THE PROBLEM
Transcribe each line of the material below without changing anything.

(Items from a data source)
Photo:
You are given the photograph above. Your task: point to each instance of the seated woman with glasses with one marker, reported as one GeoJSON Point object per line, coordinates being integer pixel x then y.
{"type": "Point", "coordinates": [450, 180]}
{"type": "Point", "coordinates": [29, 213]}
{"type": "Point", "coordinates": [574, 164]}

SOLVED PROBLEM
Photo:
You are given the photograph above. Your task: point to each instance of the seated woman with glasses with one marker, reported as one GeoJSON Point object per line, coordinates being integer pixel x then y.
{"type": "Point", "coordinates": [450, 180]}
{"type": "Point", "coordinates": [29, 213]}
{"type": "Point", "coordinates": [574, 164]}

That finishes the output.